§ **SELECTED EXCERPT**
All squares with the rank and file 0-0 are invalid.

Debugging a Script

In the wfe script, which was presented section by section earlier, there are a few bugs. Let’s run that script and see what happens. The script is in $HOME/bin, which is in your PATH, and it can therefore be called by its name alone. Before that, however, a good first step is to check the script with the -n option. This tests for any syntax errors without actually executing the code:

$ bash -n wfe
/home/jayant/bin/wfe-sh: wfe: line 70: unexpected EOF while looking for matching '"'
/home/jayant/bin/wfe-sh: wfe: line 72: syntax error: unexpected end of file

The error message says that there’s a missing quotation mark ("). It has reached the end of the file without finding it. That means it could be missing anywhere in the file. After a quick (or not-so-quick) glance through the file, it’s not apparent where it should be.

When that happens, I start removing sections from the bottom of the file until the error disappears. I remove the last section; it’s still there. I remove the option parsing, and the error hasn’t disappeared. I remove the last function definition, version(), and the error has gone. The error must be in that function; where is it?

version() #@ DESCRIPTION: print script's version information
{ #@ USAGE: version
#@ REQUIRES: variables defined: $scriptname, $author and $version
printf "%s version %s\n" "$scriptname" "$version"
printf "by %s, %d\n" "$author" "${date_of_creation%%-*"
}

There are no mismatched quotations marks, so some other closing character must be missing and causing the problem. After a quick look, I see that the last variable expansion is missing a closing brace. Fixed, it becomes "${date_of_creation%%-*}". Another check with -n, and it gets a clean bill of health. Now it’s time to run it:

$ wfe
bash: /home/jayant/bin/wfe: Permission denied

Oops! We forgot to make the script executable. This doesn’t usually happen with a main script; it happens more often with scripts that are called by another script. Change the permissions and try again:

$ chmod +x /home/jayant/bin/wfe
$ wfe
cat: /home/jayant/singlewords: No such file or directory

Have you downloaded the two files, singlewords and Compounds? If so, where did you put them? In the script, they are declared to be in $dict, which is defined as $HOME. If you put them somewhere else, such as in a subdirectory named words, change that line in the script. Let’s make a directory, words, and put them in there:

mkdir $HOME/words &&
cd $HOME/words &&
wget http://cfaj.freeshell.org/wordfinder/singlewords &&
wget http://cfaj.freeshell.org/wordfinder/Compounds

In the script, change the assignment of dict to reflect the actual location of these files:

dict=$HOME/words

Let’s try again:

$ wfe
a
aa
Aachen
aalii
aardvark
.... 183,758 words skipped ....
zymotic
zymotically
zymurgy
Zyrian
zythum

We forgot to tell the program what we are searching for. The script ought to have checked that an argument was supplied, but we forgot to include a sanity check section. Add that before the search is done (after the line shift $(( $OPTIND - 1 )) ):

## Check that user entered a search term
if [ -z "$pattern" ]
then
{
echo "Search term missing"

§ **THE INPUT**
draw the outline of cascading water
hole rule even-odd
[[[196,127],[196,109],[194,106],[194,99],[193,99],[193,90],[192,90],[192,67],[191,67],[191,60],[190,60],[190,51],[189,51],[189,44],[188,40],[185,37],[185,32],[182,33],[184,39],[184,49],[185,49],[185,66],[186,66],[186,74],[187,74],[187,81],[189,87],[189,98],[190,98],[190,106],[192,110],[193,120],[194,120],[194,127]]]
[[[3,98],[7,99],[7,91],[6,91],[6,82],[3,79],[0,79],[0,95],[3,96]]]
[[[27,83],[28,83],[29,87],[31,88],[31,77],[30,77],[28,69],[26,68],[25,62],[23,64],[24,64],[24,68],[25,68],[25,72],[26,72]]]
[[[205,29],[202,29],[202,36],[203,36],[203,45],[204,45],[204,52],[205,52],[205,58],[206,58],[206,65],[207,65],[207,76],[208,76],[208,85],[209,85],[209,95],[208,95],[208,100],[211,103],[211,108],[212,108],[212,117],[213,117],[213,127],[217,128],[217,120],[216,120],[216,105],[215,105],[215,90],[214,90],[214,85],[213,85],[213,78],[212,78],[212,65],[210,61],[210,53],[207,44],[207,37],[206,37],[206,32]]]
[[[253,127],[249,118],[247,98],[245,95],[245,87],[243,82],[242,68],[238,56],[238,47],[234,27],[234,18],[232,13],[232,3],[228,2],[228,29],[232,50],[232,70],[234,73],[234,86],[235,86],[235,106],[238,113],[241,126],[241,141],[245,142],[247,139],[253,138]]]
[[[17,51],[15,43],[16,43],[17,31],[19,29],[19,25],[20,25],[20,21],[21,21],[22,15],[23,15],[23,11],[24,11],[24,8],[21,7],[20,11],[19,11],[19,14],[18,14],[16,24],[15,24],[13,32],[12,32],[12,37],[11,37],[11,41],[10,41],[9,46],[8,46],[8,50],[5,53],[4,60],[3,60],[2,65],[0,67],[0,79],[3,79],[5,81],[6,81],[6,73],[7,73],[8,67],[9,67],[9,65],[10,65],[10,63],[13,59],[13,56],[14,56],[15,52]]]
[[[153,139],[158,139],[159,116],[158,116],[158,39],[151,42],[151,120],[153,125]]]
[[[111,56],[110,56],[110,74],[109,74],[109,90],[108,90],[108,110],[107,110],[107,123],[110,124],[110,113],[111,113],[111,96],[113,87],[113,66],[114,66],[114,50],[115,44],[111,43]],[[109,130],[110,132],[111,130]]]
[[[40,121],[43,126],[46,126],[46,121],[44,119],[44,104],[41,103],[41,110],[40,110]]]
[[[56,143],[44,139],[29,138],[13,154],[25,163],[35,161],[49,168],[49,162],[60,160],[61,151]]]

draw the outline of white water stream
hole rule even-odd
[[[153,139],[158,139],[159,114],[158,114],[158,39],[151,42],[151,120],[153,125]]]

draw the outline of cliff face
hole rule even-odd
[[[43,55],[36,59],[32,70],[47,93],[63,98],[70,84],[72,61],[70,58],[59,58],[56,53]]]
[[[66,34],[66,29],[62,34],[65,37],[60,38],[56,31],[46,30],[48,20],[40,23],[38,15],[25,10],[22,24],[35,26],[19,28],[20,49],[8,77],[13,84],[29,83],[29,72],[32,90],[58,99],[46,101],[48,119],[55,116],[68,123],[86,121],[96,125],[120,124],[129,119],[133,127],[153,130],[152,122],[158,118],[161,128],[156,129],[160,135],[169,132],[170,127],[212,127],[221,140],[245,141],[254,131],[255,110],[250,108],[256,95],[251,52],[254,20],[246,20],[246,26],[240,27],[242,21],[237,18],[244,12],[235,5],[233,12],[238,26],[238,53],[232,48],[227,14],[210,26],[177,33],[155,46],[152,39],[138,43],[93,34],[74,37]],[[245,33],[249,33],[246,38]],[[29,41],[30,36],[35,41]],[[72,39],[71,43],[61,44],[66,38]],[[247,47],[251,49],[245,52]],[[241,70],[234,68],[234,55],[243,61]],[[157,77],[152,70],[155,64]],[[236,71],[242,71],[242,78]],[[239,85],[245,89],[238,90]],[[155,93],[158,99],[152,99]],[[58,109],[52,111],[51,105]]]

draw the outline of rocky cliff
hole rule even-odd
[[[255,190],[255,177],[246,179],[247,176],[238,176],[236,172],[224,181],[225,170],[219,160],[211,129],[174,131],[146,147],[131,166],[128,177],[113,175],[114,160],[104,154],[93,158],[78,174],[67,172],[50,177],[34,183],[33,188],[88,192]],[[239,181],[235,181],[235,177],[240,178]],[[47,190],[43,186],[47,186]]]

§ **PROBLEMS**
A) From the excerpt on debugging a script, copy the passage that begins at the words "When that happens, I" and stops after "where is it?".
B) Repeat the records word for word, beginning at the line that has "draw the outline of cliff face" and stopping after the last line of the records.

§ **CORRECT ANSWERS**
A)
When that happens, I start removing sections from the bottom of the file until the error disappears. I remove the last section; it’s still there. I remove the option parsing, and the error hasn’t disappeared. I remove the last function definition, version(), and the error has gone. The error must be in that function; where is it?

B)
draw the outline of cliff face
hole rule even-odd
[[[43,55],[36,59],[32,70],[47,93],[63,98],[70,84],[72,61],[70,58],[59,58],[56,53]]]
[[[66,34],[66,29],[62,34],[65,37],[60,38],[56,31],[46,30],[48,20],[40,23],[38,15],[25,10],[22,24],[35,26],[19,28],[20,49],[8,77],[13,84],[29,83],[29,72],[32,90],[58,99],[46,101],[48,119],[55,116],[68,123],[86,121],[96,125],[120,124],[129,119],[133,127],[153,130],[152,122],[158,118],[161,128],[156,129],[160,135],[169,132],[170,127],[212,127],[221,140],[245,141],[254,131],[255,110],[250,108],[256,95],[251,52],[254,20],[246,20],[246,26],[240,27],[242,21],[237,18],[244,12],[235,5],[233,12],[238,26],[238,53],[232,48],[227,14],[210,26],[177,33],[155,46],[152,39],[138,43],[93,34],[74,37]],[[245,33],[249,33],[246,38]],[[29,41],[30,36],[35,41]],[[72,39],[71,43],[61,44],[66,38]],[[247,47],[251,49],[245,52]],[[241,70],[234,68],[234,55],[243,61]],[[157,77],[152,70],[155,64]],[[236,71],[242,71],[242,78]],[[239,85],[245,89],[238,90]],[[155,93],[158,99],[152,99]],[[58,109],[52,111],[51,105]]]

draw the outline of rocky cliff
hole rule even-odd
[[[255,190],[255,177],[246,179],[247,176],[238,176],[236,172],[224,181],[225,170],[219,160],[211,129],[174,131],[146,147],[131,166],[128,177],[113,175],[114,160],[104,154],[93,158],[78,174],[67,172],[50,177],[34,183],[33,188],[88,192]],[[239,181],[235,181],[235,177],[240,178]],[[47,190],[43,186],[47,186]]]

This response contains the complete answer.